- What the task requires
Repeat each of the records below word for word, leaving out the pictures.

========================================================================

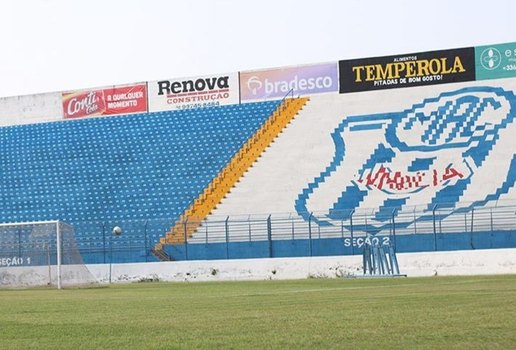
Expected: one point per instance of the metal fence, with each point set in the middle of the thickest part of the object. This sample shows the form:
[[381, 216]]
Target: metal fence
[[437, 225]]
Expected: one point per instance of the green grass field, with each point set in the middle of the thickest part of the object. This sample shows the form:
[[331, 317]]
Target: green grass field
[[405, 313]]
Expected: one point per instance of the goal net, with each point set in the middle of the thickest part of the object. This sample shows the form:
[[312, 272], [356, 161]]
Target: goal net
[[41, 254]]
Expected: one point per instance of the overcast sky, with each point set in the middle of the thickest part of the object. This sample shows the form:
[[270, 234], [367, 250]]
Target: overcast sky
[[56, 45]]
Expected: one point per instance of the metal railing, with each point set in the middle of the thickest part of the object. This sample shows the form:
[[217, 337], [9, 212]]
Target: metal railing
[[437, 226]]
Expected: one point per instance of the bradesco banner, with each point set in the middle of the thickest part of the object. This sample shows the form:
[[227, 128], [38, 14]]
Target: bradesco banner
[[495, 61], [276, 83], [197, 92], [425, 68], [108, 101]]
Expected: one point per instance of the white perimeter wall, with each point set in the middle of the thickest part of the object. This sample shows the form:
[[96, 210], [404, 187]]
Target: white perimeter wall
[[31, 109], [478, 262], [305, 148]]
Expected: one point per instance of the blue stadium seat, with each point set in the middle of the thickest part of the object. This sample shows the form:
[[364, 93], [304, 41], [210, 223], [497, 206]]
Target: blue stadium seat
[[95, 172]]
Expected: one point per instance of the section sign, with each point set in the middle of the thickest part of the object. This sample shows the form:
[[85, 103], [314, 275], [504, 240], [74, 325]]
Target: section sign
[[276, 83], [425, 68], [196, 92], [495, 61], [108, 101]]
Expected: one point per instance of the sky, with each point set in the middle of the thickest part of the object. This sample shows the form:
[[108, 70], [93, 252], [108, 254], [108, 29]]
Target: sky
[[62, 45]]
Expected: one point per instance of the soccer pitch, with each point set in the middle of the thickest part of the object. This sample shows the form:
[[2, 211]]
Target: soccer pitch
[[426, 313]]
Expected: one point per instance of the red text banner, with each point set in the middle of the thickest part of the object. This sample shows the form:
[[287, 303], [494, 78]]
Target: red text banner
[[108, 101]]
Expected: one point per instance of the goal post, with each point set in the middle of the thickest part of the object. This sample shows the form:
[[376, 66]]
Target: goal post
[[41, 253]]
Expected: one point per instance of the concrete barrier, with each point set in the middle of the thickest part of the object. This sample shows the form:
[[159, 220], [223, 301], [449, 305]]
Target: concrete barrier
[[478, 262]]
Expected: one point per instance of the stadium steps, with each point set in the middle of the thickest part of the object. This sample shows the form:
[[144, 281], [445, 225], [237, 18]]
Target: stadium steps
[[193, 216]]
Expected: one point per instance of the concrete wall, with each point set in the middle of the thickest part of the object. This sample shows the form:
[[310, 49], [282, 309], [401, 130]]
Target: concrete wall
[[29, 109], [480, 262]]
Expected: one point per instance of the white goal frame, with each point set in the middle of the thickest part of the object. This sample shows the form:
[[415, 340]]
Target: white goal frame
[[58, 249]]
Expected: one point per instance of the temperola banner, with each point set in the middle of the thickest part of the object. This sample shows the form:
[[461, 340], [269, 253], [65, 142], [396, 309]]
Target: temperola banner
[[197, 92], [108, 101], [495, 61], [275, 83], [435, 67]]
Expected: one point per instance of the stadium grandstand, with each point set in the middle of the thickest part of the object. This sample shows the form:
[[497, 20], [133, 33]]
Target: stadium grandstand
[[414, 151]]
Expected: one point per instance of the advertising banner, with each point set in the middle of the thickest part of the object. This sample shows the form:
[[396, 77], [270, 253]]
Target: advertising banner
[[495, 61], [276, 83], [197, 92], [425, 68], [107, 101]]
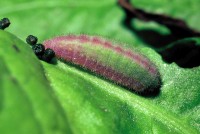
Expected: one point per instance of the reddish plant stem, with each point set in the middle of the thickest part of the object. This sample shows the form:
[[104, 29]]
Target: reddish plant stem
[[177, 26]]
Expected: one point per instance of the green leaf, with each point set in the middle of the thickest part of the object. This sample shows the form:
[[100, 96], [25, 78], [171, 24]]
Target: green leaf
[[91, 104], [27, 103]]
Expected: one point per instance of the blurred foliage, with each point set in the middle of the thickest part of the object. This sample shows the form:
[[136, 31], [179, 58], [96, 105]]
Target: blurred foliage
[[74, 101]]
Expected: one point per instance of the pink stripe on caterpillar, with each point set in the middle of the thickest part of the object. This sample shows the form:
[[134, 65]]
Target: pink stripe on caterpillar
[[75, 49]]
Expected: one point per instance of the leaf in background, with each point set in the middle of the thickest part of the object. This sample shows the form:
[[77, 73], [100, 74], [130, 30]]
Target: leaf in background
[[27, 104], [93, 105]]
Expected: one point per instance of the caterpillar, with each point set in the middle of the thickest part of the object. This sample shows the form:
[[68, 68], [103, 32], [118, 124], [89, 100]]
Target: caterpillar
[[117, 63]]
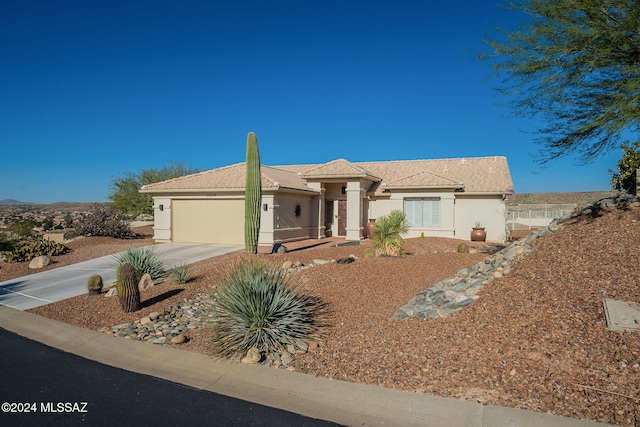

========================================================================

- Result for this exercise
Expected: one point per instance of the metal fence, with each point set in the middle of the thickest part of the object. This sample shows the form:
[[381, 216]]
Target: metal fence
[[437, 225]]
Expected: one point per instance of the green grass field, with each point set in the middle of the thickest part of the object. This sample shows the form:
[[331, 317]]
Target: green grass field
[[405, 313]]
Expected: one point per instance of the goal net, with each point set in the middle of the thickest part of the object. This sample shows the form:
[[312, 272], [356, 161]]
Target: goal net
[[41, 254]]
Expected: one point per instance of the overcast sky, with each point set in the middle of the thickest part of the object. This sample shows the form:
[[270, 234], [367, 250]]
Target: overcast sky
[[56, 45]]
Expected: one point per instance of the metal railing, with each point set in the middle of the thickest part of the object. This sample shows the form:
[[217, 337], [9, 212]]
Target: metal railing
[[437, 226]]
Expected: one point per instance of the bradesco banner, with each point set in the middle of the thickest part of the object. This sample shows the form:
[[227, 128], [38, 14]]
Target: bradesco banner
[[495, 61], [276, 83], [197, 92], [425, 68], [108, 101]]
Expected: one point per instance of the white perimeter wall, with each point set in the middle of the thickest part of the object. This sample shows the form:
[[96, 210], [404, 187]]
Target: white perimeter wall
[[31, 109], [478, 262], [305, 148]]
Expected: one point per instance of the blue stadium seat, with each point set in the middle of the thickest part of the object. This sample shows the form:
[[364, 93], [304, 41], [210, 223], [497, 206]]
Target: blue stadium seat
[[95, 172]]
Expected: one point per instance of the section sign, with each point set in the middle of the thickest part of the object. This sample shows the form:
[[85, 103], [314, 275], [504, 240], [74, 325]]
Target: section sign
[[276, 83], [425, 68], [196, 92], [495, 61], [108, 101]]
Expected: one point per instance of the sky, with each point set in the middle of the thickest part of the object. This sample shows the form:
[[108, 70], [93, 252], [108, 254], [108, 29]]
Target: sky
[[62, 45]]
Expected: one point per instance of the soccer pitch, with each point set in the middle of the thickest part of the object. This sample shows the form:
[[2, 211]]
Target: soccer pitch
[[426, 313]]
Expected: one point per instance of the red text banner, with each point set in the middle of the thickest part of the object. This sample shows the form:
[[287, 303], [494, 78]]
Target: red text banner
[[108, 101]]
Expected: one point per instance of the goal post, with each point set in the middle of the thickest part of the object. This sample shows the form:
[[376, 66]]
Target: goal post
[[41, 253]]
Expected: one point per instance of the concrete barrier, with each point set in the middle of the thickest part of the object. This sample shows the form:
[[159, 220], [223, 301], [449, 305]]
Target: concrete barrier
[[478, 262]]
Expected: one point per instance of the stadium steps, with each point set in the middle of the thickest part of the object. This sample shows the form:
[[144, 281], [445, 225], [237, 18]]
Target: stadium steps
[[193, 216]]
Expected: one point per instance of the concrete wall, with each point set in the middle of the thickest part of the object. This sample shows the form:
[[310, 49], [282, 309], [401, 130]]
Target: concrete wall
[[29, 109], [480, 262]]
Expected: one point per instance of the white goal frame, with each point set in the middle of the thickest part of the object. This sample shows the form:
[[415, 340]]
Target: white goal frame
[[58, 249]]
Expected: one point per instance of the temperola banner, with each point set in the middle of the thickest part of the object. This sample shows the form:
[[461, 340], [269, 253], [65, 142], [396, 309]]
Target: temperola banner
[[197, 92], [108, 101], [495, 61], [275, 83], [435, 67]]
Expected: one point per instance of the stadium grandstand, with each point set in the middle of the thickest part of the object. This sample shows the form:
[[497, 20], [133, 33]]
Target: stadium grandstand
[[414, 151]]
Expected: one point per instance of the advertising banner, with each point set in the middle of the thickest part of the object. This sample shows the form:
[[396, 77], [270, 253]]
Target: advertising banner
[[495, 61], [276, 83], [197, 92], [425, 68], [107, 101]]
Expected: one point per instance of the reddish plant stem, with each point set in the middle of the thickest part of the object. This sample shows the form:
[[104, 29]]
Target: reddish plant stem
[[177, 26]]
Expected: one point per instance of the green leaf, with each point set in the middle of the thickest part of the object. This sample shows the form:
[[100, 96], [25, 78], [171, 24]]
Target: green leaf
[[91, 104], [27, 103]]
Expected: one point per instance of the blurred foliage, with each point set in the middle of the thickest part of the object. This sample shows the form:
[[136, 31], [179, 58], [96, 105]]
Target: blurred foliage
[[74, 101]]
Expected: one point per instance of the pink stripe on caterpillar, with each point set in the middle of the thickest part of the object. This sample shows the form:
[[134, 65]]
Target: pink stripe on caterpillar
[[75, 49]]
Expected: one point per instance of the leaf in background, with each point set in the middle of the thickest part of the object. This sample shows the form:
[[77, 73], [100, 74], [130, 30]]
Target: leaf in background
[[27, 104], [93, 105]]
Expected: one point per instance of the caterpillar, with each point set in the middle of the thickest part of the object. This sample shows the form:
[[68, 68], [103, 32], [118, 124], [89, 100]]
Target: caterpillar
[[117, 63]]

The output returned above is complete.